Only an exact repetition of the entries counts as an answer.

--- DATASET ENTRIES ---

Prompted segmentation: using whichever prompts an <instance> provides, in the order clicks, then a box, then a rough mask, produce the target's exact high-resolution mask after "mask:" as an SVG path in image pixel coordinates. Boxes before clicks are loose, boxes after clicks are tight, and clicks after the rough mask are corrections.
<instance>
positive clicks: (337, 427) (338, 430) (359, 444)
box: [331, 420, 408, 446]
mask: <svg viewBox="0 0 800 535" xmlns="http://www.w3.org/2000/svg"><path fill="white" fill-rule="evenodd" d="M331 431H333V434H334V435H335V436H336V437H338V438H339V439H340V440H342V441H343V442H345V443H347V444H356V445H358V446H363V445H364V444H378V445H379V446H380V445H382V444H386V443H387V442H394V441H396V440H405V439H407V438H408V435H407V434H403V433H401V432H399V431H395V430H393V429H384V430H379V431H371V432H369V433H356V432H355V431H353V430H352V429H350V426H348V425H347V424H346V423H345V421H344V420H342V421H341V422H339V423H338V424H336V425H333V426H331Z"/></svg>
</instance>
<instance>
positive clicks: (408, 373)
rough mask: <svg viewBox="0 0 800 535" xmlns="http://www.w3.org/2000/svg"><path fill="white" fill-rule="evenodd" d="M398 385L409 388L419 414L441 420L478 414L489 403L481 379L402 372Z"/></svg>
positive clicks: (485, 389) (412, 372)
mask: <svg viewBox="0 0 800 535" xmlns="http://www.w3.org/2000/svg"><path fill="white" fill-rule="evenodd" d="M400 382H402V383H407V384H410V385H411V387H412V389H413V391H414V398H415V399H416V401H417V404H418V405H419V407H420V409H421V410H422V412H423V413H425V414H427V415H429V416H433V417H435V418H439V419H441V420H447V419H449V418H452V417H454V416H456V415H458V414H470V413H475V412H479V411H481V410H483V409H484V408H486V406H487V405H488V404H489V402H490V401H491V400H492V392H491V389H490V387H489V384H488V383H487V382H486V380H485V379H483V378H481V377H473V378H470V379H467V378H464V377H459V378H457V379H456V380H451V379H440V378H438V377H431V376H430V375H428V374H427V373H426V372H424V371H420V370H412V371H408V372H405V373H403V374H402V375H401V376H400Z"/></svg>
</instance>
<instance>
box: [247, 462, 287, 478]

---

◆ WRITTEN REPLY ◆
Prompted segmentation: using whichever prompts an <instance> provides, in the order clicks, then a box, then a rough mask, produce the target's exact high-resolution mask after "mask:" as an SVG path in image pixel coordinates. Boxes before clicks are loose, boxes after clicks are tight, and clicks after the rough mask are corrections.
<instance>
positive clicks: (337, 427) (338, 430) (359, 444)
box: [331, 420, 408, 446]
mask: <svg viewBox="0 0 800 535" xmlns="http://www.w3.org/2000/svg"><path fill="white" fill-rule="evenodd" d="M331 431H333V434H334V435H335V436H336V437H338V438H339V439H340V440H342V441H343V442H345V443H347V444H356V445H358V446H363V445H364V444H378V445H379V446H380V445H382V444H386V443H387V442H394V441H396V440H405V439H407V438H408V435H407V434H403V433H401V432H399V431H395V430H393V429H384V430H379V431H371V432H369V433H356V432H355V431H353V430H352V429H350V426H348V425H347V424H346V423H345V421H344V420H342V421H341V422H339V423H338V424H336V425H333V426H331Z"/></svg>
</instance>
<instance>
positive clicks: (408, 373)
rough mask: <svg viewBox="0 0 800 535" xmlns="http://www.w3.org/2000/svg"><path fill="white" fill-rule="evenodd" d="M398 385L409 388L419 414L441 420L478 414L489 403L481 379L402 372Z"/></svg>
positive clicks: (485, 389) (412, 372)
mask: <svg viewBox="0 0 800 535" xmlns="http://www.w3.org/2000/svg"><path fill="white" fill-rule="evenodd" d="M400 382H402V383H407V384H410V385H411V387H412V389H413V391H414V398H415V399H416V401H417V404H418V405H419V407H420V409H421V410H422V412H423V413H425V414H427V415H429V416H433V417H435V418H439V419H441V420H447V419H449V418H452V417H454V416H456V415H458V414H470V413H475V412H479V411H481V410H483V409H484V408H486V406H487V405H488V404H489V402H490V401H491V400H492V392H491V389H490V387H489V384H488V383H487V382H486V380H485V379H483V378H481V377H473V378H470V379H467V378H464V377H459V378H457V379H456V380H451V379H440V378H438V377H431V376H430V375H428V374H427V373H426V372H424V371H420V370H412V371H408V372H405V373H403V374H402V375H401V376H400Z"/></svg>
</instance>
<instance>
box: [247, 462, 287, 478]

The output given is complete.